(Beginning of Source records)

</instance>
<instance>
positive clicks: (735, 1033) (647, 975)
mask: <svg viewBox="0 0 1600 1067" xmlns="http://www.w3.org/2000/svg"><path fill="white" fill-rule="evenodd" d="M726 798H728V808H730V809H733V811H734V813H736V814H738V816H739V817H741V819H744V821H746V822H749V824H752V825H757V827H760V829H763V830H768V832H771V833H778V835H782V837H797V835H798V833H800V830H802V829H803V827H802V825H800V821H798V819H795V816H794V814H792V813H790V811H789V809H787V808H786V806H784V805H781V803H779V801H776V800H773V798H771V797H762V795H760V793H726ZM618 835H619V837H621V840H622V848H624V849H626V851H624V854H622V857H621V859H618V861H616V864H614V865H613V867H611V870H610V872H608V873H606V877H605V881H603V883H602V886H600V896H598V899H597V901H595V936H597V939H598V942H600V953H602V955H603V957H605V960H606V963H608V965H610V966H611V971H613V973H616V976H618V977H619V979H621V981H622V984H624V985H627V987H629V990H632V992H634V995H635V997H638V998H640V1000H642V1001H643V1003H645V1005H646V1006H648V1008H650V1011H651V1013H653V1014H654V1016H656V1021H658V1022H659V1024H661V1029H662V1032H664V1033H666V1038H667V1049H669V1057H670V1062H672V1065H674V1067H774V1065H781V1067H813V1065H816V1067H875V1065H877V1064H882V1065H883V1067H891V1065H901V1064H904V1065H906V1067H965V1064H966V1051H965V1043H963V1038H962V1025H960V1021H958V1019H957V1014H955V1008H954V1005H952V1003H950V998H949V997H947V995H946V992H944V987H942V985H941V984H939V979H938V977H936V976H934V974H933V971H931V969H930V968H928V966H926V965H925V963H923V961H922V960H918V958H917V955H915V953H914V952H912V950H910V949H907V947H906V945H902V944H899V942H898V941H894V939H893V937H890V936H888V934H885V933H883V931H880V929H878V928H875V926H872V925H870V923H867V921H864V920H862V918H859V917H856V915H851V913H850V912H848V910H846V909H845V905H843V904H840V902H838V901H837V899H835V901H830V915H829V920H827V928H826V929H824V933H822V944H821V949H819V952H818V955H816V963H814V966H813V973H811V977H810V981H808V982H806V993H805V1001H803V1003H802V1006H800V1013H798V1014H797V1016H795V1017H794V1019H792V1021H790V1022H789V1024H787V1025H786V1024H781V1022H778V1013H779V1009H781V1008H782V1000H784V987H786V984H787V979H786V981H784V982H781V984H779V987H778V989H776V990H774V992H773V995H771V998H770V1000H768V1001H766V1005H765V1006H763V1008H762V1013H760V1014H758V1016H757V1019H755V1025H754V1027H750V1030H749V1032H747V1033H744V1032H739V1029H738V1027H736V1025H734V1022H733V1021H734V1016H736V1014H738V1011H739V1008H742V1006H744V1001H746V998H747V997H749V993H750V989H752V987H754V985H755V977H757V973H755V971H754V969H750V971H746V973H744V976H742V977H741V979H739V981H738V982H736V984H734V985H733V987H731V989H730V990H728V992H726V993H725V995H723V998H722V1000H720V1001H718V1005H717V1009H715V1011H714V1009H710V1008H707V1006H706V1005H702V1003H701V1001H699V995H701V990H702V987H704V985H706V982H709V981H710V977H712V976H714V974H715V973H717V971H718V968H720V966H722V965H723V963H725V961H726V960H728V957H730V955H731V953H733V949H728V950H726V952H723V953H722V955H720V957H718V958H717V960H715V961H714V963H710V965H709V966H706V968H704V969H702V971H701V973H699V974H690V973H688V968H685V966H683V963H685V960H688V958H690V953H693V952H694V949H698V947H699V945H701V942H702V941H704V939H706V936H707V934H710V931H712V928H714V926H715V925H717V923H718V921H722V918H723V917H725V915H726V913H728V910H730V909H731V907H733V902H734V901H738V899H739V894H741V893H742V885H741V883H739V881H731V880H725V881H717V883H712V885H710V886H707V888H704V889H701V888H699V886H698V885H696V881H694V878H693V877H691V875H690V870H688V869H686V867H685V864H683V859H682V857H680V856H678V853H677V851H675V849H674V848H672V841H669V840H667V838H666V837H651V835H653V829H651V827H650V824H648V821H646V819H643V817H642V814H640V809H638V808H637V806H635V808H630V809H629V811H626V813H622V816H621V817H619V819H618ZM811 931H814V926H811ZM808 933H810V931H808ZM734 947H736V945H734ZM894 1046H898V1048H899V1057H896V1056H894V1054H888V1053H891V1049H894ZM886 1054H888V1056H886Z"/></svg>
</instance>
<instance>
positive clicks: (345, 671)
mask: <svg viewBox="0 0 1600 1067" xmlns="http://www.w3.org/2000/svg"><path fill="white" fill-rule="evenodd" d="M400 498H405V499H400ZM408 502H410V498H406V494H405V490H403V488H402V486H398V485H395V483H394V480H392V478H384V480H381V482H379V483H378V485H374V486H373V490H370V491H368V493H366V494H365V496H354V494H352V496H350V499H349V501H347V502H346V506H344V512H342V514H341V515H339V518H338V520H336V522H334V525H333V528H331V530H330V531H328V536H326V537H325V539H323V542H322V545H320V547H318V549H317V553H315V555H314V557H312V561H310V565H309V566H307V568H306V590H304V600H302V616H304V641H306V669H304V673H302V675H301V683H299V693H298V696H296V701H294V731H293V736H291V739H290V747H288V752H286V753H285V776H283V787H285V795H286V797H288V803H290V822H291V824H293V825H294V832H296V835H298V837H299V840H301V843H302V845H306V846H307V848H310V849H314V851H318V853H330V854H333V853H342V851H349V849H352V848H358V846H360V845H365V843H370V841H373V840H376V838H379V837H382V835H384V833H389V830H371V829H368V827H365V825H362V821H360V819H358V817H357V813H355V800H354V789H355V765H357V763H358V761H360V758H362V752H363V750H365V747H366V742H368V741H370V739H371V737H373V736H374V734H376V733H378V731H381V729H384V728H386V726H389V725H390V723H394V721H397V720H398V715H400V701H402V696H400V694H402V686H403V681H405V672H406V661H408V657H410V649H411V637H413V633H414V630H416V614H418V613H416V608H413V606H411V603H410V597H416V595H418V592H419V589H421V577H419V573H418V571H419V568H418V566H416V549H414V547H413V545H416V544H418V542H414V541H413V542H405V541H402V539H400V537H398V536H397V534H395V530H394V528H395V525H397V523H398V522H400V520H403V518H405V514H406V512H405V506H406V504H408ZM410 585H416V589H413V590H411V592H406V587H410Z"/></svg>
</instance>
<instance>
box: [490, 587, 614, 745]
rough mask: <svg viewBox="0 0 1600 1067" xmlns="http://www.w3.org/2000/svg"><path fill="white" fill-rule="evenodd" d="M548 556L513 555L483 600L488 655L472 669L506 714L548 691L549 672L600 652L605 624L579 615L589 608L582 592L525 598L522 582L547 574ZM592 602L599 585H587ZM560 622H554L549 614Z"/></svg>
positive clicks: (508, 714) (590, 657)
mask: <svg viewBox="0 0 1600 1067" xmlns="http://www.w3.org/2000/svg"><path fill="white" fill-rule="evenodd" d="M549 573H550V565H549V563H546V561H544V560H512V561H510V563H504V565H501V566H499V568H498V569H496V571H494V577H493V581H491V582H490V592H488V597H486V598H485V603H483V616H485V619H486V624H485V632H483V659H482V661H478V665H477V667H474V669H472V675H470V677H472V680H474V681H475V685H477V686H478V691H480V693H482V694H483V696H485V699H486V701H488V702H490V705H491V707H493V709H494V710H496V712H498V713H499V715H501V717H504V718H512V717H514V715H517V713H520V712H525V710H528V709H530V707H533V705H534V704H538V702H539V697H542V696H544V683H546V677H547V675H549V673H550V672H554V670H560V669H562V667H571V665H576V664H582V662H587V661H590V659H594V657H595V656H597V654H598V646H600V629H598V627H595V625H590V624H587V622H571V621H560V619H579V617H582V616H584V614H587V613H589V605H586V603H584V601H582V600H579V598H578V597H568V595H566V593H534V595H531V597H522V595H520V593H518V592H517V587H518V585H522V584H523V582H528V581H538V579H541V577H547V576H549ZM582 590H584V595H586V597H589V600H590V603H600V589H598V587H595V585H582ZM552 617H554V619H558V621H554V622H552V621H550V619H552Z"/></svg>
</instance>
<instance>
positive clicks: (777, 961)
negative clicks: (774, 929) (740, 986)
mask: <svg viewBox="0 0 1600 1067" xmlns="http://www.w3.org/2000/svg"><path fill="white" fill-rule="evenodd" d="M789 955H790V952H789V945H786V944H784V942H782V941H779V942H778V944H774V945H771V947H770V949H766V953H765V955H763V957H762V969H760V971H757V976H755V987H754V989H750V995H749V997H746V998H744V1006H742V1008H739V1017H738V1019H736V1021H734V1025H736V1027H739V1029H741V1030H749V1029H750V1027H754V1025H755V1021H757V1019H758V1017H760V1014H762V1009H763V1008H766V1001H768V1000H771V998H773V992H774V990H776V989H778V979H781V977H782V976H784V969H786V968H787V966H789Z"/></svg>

(End of Source records)

#### What this task involves
Copy the rows word for word, starting at their very first line and going on through the line that contains "positive clicks: (735, 1033) (647, 975)", with that line included.

#### Response to the task
</instance>
<instance>
positive clicks: (735, 1033) (647, 975)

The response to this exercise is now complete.